*** Opening QUOTED PASSAGE ***

Barbecue and champagne on the beach: Chef Dave Pynt shares his favourite Christmas traditions
For the chef-owner of Burnt Ends Hospitality Group, who grew up in Perth, Christmas revolves around beaches and barbecues.
By Alethea Tan /
He is Australian, and she is British. Thus, the tale of two Christmases begins. The story begins with Dave Pynt, the chef and owner of Burnt Ends Hospitality Group, which manages the one-Michelin-starred modern barbecue restaurant Burnt Ends, its namesake next-door bakery, and Meatsmith, a smokehouse restaurant.
Christmas for the Pynts differs every year, as they alternate the year-end celebrations between Perth, where Pynt was born and bred, and Brighton, where his wife, Katrina, is from.
“Christmas for me was always hot because I’m, well, Aussie,” he says with a laugh. “Growing up, we would always start our Christmases with an early morning swim or surf followed by champagne on the beach. Then we’ll head to someone’s house for a barbecue.”
The feast includes lots of fresh seafood, such as lobsters, fish, and nice, juicy steaks.
This year, it is Brighton’s turn to host, and in place of warm, sandy beaches, the Pynts will be treated to a pebbly, colder variant. “The missus still wants a morning Christmas swim, though,” Pynt says. “It will be f***king cold! But we are doing it anyway.”
Pynt loves taking the time and effort to cook traditional festive recipes. “I love making all these things that involve a lot of work and are very traditional,” He says with relish. Take the Burnt Ends Christmas hams, for example — they take 24 days to brine and nine hours to slow-cook before being lovingly basted in their honey whisky glaze until perfect.
Likewise, the filling for their mince pies takes as long as two months to prepare. Both are available at the Burnt Ends bakery in Dempsey the week before Christmas.
Minced Pies by Burnt Ends. (Photo: Burnt Ends)
“Yes, you can always buy ready-made and take shortcuts, but you will lose the magic,” he insists. In his own words, “Effort and time equals magic. The magic comes out with the end result.” It is this exacting philosophy that Pynt applies to his restaurants, food and work ethic, which he shares in his self-published book, Burnt Ends Book, which was launched in October.
The Burnt Ends book features the restaurant’s signature skull logo on the cover and retails for SGD 95+ on burntends.com.sg. (Photo: Burnt Ends)
More than just a cookbook, the 368-page book offers readers an intimate glimpse into Burnt Ends, the people who have contributed to its success and how it has cemented its position as one of Asia’s top restaurants since it opened in 2013.
The book also contains recipes developed and utilised by Burnt Ends, including its signature king crab and garlic brown butter and the highly popular doughnuts — recipes for fillings are included.
The recipe for Burnt Ends’ signature King Crab with Garlic Brown Butter can also be found in the Burnt Ends Book. (Photo: Burnt Ends)
Burnt Ends Bakery, which started as an online business in 2021, is also expanding. Slated to open early next year as a collaboration between Burnt Ends and Audi Singapore, the second outlet will be located within the Audi House of Progress.
It will feature a selection of German-inspired pastries and baked goods. Diners can expect fresh pretzels, black forest doughnuts and, of course, currywurst.

*** Closing QUOTED PASSAGE ***
*** Opening RAW DATA ***

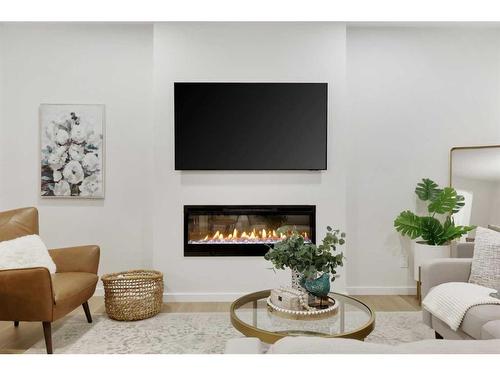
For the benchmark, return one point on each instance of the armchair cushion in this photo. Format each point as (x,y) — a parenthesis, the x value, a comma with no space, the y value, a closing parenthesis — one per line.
(477,316)
(440,271)
(486,261)
(25,252)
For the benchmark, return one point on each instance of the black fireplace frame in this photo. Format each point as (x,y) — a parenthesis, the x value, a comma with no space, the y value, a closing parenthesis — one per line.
(199,250)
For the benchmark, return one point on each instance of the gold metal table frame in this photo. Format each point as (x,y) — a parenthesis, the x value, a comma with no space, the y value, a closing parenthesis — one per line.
(271,337)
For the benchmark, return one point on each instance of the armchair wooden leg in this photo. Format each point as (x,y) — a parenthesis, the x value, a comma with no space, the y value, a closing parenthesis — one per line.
(85,306)
(47,332)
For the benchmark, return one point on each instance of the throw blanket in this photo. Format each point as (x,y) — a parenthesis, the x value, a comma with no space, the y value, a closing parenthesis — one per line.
(450,301)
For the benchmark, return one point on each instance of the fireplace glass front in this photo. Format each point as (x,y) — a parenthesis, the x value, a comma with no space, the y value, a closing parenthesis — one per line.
(243,230)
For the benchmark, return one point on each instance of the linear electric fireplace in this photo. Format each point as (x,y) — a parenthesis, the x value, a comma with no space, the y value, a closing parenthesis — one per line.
(243,230)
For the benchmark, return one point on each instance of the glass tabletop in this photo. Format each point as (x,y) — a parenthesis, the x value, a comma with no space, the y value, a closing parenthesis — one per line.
(251,316)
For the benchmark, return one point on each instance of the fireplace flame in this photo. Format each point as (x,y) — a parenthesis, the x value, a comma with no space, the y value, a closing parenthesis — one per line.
(264,236)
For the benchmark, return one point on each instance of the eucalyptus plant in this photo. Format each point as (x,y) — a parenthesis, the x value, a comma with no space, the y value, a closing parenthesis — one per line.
(442,202)
(307,258)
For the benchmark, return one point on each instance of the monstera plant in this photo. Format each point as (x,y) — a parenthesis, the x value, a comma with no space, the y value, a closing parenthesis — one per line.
(437,228)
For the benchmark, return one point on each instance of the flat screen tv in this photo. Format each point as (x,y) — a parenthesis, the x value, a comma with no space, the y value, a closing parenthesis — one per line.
(250,126)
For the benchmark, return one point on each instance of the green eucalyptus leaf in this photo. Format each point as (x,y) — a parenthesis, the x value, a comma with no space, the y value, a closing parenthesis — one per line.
(427,189)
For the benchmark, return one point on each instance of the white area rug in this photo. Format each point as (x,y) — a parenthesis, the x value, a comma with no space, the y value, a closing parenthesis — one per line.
(194,333)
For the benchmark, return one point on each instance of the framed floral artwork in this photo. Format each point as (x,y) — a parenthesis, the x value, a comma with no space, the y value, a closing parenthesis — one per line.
(72,150)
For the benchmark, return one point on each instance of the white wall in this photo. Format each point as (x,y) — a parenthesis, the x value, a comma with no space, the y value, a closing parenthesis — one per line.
(83,63)
(413,94)
(241,52)
(486,193)
(3,157)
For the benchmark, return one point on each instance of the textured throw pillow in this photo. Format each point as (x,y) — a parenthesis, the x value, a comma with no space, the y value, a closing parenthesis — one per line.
(486,260)
(25,252)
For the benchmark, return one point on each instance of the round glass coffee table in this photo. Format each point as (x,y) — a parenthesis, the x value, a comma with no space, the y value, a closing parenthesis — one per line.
(250,316)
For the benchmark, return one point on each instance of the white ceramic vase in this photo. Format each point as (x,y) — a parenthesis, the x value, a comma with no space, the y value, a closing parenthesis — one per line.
(422,253)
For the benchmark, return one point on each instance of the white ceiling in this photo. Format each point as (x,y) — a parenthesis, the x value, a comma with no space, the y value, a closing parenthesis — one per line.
(479,164)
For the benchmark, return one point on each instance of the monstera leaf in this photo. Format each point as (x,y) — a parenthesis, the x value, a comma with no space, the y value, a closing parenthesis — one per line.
(460,203)
(441,201)
(408,224)
(432,230)
(427,190)
(445,202)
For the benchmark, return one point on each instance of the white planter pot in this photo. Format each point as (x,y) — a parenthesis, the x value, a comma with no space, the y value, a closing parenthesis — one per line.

*** Closing RAW DATA ***

**REQUIRED WORK**:
(a) Name every establishment that the article about Dave Pynt's Christmas traditions says Burnt Ends Hospitality Group manages.
(b) According to the article about Dave Pynt's Christmas traditions, how many days are the Burnt Ends Christmas hams brined?

**ANSWERS FOR THE EXERCISE**:
(a) Burnt Ends (the modern barbecue restaurant), the Burnt Ends bakery next door, and Meatsmith (a smokehouse restaurant).

(b) 24 days.